Dataset items
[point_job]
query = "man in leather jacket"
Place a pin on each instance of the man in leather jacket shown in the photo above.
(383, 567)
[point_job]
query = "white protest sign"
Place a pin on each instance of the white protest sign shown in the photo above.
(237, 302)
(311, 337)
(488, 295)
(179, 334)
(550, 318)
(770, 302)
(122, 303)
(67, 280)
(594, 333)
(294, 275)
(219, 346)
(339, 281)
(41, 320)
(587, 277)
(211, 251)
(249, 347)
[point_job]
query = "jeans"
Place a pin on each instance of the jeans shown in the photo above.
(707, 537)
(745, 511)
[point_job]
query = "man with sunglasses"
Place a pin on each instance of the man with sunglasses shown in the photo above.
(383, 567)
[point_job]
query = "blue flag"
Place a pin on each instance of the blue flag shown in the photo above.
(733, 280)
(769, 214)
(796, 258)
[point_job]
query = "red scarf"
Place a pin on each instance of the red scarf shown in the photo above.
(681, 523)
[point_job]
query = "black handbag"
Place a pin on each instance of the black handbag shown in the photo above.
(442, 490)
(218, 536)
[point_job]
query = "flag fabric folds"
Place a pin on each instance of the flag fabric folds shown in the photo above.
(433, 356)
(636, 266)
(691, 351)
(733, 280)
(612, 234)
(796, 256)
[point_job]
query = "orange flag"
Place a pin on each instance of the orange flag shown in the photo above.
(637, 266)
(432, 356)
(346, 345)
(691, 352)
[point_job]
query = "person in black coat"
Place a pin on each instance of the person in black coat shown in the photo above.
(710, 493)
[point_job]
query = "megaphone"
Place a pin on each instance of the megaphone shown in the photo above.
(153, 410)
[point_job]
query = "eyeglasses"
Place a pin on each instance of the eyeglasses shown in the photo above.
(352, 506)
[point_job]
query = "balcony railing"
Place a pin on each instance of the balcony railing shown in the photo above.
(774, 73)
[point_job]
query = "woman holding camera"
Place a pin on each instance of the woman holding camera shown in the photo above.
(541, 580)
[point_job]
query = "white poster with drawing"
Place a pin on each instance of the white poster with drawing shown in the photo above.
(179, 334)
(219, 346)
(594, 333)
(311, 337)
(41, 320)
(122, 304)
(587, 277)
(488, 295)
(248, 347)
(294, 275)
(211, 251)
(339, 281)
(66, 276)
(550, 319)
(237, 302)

> Exercise aim: Please pick out and copy each line of the rows above that contains the word "woman". Uppercase and lowercase letters must match.

> Exercise response:
query = "woman holding camera"
Place a pin on each instance of the woman holding camera shown in the photo above.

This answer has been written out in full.